[Text-to-region grounding data]

+--

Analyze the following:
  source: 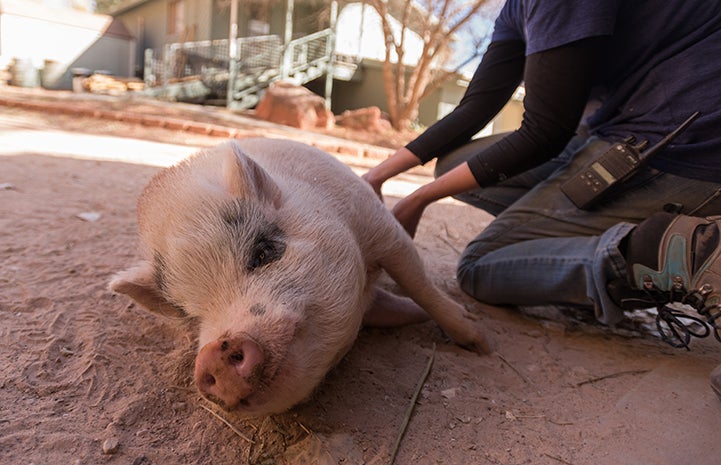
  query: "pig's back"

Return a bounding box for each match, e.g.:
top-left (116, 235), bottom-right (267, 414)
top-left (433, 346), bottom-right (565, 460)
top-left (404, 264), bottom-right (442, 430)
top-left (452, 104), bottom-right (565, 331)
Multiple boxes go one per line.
top-left (235, 137), bottom-right (381, 213)
top-left (234, 138), bottom-right (362, 189)
top-left (233, 138), bottom-right (398, 257)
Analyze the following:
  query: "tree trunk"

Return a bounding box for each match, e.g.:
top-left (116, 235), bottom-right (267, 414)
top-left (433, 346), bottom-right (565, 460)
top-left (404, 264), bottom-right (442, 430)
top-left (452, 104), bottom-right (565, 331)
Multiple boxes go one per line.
top-left (366, 0), bottom-right (494, 131)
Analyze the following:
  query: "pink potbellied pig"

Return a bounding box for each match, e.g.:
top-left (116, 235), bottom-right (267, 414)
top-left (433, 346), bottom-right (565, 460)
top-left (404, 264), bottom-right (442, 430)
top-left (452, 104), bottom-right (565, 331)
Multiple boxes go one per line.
top-left (109, 138), bottom-right (490, 417)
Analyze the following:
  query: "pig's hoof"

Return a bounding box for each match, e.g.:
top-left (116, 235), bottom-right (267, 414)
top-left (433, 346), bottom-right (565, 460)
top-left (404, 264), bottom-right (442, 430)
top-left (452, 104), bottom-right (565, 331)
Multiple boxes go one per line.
top-left (448, 313), bottom-right (493, 354)
top-left (459, 330), bottom-right (494, 355)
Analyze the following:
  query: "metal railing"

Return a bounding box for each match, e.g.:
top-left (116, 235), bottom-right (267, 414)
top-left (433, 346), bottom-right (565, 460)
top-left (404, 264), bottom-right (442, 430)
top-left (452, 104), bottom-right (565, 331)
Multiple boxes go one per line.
top-left (142, 30), bottom-right (335, 109)
top-left (283, 29), bottom-right (333, 81)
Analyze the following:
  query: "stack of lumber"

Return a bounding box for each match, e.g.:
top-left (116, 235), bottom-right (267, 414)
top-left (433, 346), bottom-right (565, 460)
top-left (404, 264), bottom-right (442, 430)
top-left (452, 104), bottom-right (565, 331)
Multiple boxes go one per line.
top-left (83, 74), bottom-right (145, 94)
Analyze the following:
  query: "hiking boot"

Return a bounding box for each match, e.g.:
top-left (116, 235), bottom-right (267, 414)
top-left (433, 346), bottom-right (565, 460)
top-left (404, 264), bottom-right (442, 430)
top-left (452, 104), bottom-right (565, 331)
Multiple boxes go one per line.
top-left (620, 213), bottom-right (721, 348)
top-left (609, 212), bottom-right (721, 400)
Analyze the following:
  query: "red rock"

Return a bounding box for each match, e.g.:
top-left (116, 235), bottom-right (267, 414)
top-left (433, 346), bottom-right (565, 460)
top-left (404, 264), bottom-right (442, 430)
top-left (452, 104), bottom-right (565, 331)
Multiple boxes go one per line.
top-left (336, 106), bottom-right (392, 132)
top-left (255, 81), bottom-right (334, 130)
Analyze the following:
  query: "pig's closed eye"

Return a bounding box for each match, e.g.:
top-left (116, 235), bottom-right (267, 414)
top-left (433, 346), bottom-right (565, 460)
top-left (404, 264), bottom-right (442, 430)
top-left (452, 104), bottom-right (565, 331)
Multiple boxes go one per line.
top-left (247, 238), bottom-right (286, 271)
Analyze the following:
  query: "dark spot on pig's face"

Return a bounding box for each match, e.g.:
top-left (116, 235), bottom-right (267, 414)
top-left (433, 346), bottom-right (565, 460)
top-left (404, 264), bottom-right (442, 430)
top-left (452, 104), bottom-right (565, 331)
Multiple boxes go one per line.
top-left (247, 225), bottom-right (286, 272)
top-left (160, 199), bottom-right (289, 319)
top-left (219, 199), bottom-right (287, 273)
top-left (249, 303), bottom-right (266, 316)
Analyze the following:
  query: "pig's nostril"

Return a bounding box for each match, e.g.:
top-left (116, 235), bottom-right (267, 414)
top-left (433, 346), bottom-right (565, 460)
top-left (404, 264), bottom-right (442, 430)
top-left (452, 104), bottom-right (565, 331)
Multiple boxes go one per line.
top-left (202, 373), bottom-right (216, 387)
top-left (194, 337), bottom-right (264, 410)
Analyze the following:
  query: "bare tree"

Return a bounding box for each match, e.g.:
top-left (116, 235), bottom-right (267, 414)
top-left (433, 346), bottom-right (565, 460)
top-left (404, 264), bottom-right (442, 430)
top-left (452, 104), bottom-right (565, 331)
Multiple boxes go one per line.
top-left (365, 0), bottom-right (498, 130)
top-left (94, 0), bottom-right (127, 14)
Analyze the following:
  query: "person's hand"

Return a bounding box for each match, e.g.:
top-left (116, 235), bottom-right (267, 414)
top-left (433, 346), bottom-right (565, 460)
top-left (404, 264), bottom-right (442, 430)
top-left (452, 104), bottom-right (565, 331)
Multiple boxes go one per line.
top-left (391, 192), bottom-right (429, 238)
top-left (391, 162), bottom-right (479, 238)
top-left (361, 170), bottom-right (384, 200)
top-left (362, 147), bottom-right (423, 201)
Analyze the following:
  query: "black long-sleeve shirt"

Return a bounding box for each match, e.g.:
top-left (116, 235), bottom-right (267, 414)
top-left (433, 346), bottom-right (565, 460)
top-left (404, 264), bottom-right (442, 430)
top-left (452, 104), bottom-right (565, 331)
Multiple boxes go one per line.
top-left (406, 37), bottom-right (602, 187)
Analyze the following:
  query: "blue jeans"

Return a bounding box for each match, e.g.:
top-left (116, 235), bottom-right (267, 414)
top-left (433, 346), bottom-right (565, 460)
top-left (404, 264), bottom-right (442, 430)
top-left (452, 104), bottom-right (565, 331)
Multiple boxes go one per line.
top-left (435, 134), bottom-right (721, 324)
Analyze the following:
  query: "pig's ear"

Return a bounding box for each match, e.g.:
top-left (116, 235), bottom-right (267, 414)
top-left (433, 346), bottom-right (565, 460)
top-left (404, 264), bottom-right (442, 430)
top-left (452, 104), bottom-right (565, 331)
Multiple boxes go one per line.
top-left (222, 141), bottom-right (283, 209)
top-left (109, 261), bottom-right (185, 318)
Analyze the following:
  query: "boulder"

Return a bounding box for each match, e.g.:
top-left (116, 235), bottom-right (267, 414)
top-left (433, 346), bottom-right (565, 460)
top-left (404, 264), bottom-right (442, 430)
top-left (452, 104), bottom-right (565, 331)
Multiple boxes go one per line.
top-left (336, 106), bottom-right (392, 132)
top-left (255, 82), bottom-right (334, 130)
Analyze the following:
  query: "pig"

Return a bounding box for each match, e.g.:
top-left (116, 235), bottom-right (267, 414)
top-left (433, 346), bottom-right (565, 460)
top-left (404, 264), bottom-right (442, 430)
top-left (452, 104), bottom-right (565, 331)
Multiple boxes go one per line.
top-left (109, 138), bottom-right (489, 418)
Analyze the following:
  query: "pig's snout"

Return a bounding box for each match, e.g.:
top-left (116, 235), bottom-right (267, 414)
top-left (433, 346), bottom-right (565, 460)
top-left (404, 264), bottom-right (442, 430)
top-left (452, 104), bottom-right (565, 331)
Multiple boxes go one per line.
top-left (194, 336), bottom-right (265, 410)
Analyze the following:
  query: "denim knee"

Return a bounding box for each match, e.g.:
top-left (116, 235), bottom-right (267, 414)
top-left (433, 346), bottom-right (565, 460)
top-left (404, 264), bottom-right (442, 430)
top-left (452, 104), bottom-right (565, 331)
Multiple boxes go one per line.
top-left (455, 238), bottom-right (495, 301)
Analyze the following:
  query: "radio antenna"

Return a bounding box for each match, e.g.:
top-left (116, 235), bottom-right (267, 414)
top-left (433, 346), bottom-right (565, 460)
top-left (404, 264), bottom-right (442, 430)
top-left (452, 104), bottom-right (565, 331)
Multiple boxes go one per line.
top-left (638, 111), bottom-right (700, 161)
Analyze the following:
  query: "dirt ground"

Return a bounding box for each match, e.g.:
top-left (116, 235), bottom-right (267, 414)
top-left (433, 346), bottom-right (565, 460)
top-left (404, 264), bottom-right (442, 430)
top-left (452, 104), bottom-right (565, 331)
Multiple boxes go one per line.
top-left (1, 87), bottom-right (721, 465)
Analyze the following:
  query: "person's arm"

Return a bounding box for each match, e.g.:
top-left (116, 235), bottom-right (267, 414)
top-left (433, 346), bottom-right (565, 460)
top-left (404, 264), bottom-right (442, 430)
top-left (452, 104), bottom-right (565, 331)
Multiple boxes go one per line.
top-left (392, 162), bottom-right (478, 237)
top-left (394, 37), bottom-right (605, 236)
top-left (466, 37), bottom-right (604, 186)
top-left (406, 39), bottom-right (527, 163)
top-left (362, 146), bottom-right (421, 198)
top-left (363, 39), bottom-right (526, 195)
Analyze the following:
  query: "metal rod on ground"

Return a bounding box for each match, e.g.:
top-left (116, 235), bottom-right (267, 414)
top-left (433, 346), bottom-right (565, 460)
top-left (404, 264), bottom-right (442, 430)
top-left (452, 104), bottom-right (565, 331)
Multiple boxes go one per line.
top-left (389, 343), bottom-right (436, 465)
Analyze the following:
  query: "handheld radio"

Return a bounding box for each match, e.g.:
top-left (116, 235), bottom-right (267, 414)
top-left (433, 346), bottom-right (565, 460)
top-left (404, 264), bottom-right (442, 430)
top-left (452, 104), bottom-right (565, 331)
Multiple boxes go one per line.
top-left (561, 111), bottom-right (700, 210)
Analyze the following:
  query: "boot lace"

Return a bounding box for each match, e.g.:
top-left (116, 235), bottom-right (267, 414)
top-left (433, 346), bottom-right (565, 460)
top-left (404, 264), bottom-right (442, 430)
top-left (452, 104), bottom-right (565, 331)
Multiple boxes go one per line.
top-left (642, 278), bottom-right (721, 349)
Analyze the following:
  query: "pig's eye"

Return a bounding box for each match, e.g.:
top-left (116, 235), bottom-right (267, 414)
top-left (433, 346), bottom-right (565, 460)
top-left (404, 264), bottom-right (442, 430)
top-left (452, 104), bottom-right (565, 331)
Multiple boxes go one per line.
top-left (251, 248), bottom-right (268, 269)
top-left (247, 237), bottom-right (286, 271)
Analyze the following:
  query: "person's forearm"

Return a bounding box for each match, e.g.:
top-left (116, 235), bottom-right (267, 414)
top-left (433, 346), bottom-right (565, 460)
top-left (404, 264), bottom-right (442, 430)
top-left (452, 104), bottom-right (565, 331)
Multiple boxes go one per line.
top-left (363, 146), bottom-right (422, 188)
top-left (391, 161), bottom-right (479, 237)
top-left (412, 162), bottom-right (478, 205)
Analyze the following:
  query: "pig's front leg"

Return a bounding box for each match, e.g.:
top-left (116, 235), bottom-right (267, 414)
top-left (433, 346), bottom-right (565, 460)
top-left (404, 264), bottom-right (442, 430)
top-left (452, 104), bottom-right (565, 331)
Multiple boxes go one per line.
top-left (376, 225), bottom-right (492, 354)
top-left (363, 287), bottom-right (430, 328)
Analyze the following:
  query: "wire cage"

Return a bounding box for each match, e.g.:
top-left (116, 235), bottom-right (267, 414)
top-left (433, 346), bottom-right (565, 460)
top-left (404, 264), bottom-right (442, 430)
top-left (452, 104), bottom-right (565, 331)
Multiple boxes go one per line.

+--

To do: The answer should consist of all lines from the records above that hold the word "radio".

Task solution:
  query: "radio antenna"
  query: "handheld radio"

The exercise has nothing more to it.